**Written task:** Copy the material below verbatim, line for line, with no changes.
* * *
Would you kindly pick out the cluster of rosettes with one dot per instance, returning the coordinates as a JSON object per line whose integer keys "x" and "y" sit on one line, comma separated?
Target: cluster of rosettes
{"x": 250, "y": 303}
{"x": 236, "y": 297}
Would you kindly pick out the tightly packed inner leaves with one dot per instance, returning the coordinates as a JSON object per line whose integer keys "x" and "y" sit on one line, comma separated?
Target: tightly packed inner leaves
* * *
**Worked answer:**
Would you kindly pick out the cluster of rosettes with one dot per instance, returning the coordinates as a JSON object per line whose integer keys "x" and "y" sit on one line, comma separated?
Target: cluster of rosettes
{"x": 250, "y": 303}
{"x": 236, "y": 297}
Would you kindly pick out the tightly packed inner leaves with one dot per instance, returning the coordinates as a JSON object per line whose integer keys "x" and "y" sit on one line, comma separated?
Target: tightly packed inner leaves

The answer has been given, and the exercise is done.